:: Provided text

The Challenge of Linguistic Relativity
Psychology has inevitably been influenced by the cultural contexts in which it has developed
and been practised. In that respect, one might speak of multiple ethnopsychologies across
the globe at varying levels of scale, from the transnational to the subnational. However, over
recent decades, Western ethnopsychology, and specifically American ethnopsychology, has
come to dominate the field i.e., academic psychology as an international endeavour to the
extent that it is often regarded uncritically as psychology in toto (Christopher &
Hickinbottom, 2008). Analysing these power dynamics, Danziger (2002) suggests the prior to
the Second World War were various centres of knowledge and practice, including Berlin,
Cambridge, and Chicago, as well as peripheral locations where such knowledge/practice was
reproduced. However, the post-war economic and military dominance of the United States
meant that American psychology was exported globally, effectively becoming the sole centre,
to the extent that the adjective American soon became erased as superfluous. This has
meant that concepts, ideologies, priorities, and methods associated with American
psychology have come to dominate the international scene. One aspect of this dominance is
that (American) English has become the default language for the field. This means that most
of its ideas and theories are structured around the contours of the English language. This
linguistic bias is an issue, since the knowledge developed within the field is therefore to an
extent provincial and culturally-specific. The significance of this issue can be understood in
terms of the linguistic relativity hypothesis’ (LHR).

::::
:: Data supplied

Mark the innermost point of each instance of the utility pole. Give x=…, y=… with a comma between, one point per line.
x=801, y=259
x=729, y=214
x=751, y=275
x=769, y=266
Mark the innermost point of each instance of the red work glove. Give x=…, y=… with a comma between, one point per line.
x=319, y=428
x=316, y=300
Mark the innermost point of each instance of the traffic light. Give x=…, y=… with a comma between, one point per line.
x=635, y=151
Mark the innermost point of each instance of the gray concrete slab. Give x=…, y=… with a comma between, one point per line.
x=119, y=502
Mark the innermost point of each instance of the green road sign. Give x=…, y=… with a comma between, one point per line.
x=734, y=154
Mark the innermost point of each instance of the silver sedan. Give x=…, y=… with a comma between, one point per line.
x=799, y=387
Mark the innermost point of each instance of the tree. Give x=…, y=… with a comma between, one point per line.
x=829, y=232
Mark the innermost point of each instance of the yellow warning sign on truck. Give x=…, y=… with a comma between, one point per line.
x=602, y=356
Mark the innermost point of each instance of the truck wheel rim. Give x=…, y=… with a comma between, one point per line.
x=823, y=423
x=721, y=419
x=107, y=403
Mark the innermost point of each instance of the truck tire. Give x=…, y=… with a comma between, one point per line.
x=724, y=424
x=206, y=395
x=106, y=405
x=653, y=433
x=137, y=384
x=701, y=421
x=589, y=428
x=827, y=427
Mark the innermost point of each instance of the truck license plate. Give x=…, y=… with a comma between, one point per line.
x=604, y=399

::::

**Work to complete:**
A. The linguistic relativity passage names things associated with American psychology that have come to dominate the international scene. List them.
B. According to the linguistic relativity passage, why is the field's linguistic bias a problem?

**Completed exercise:**
A. Concepts, ideologies, priorities, and methods.

B. (American) English has become the field's default language, so most of its ideas and theories are structured around the contours of English. As a result, the knowledge developed within the field is to an extent provincial and culturally specific.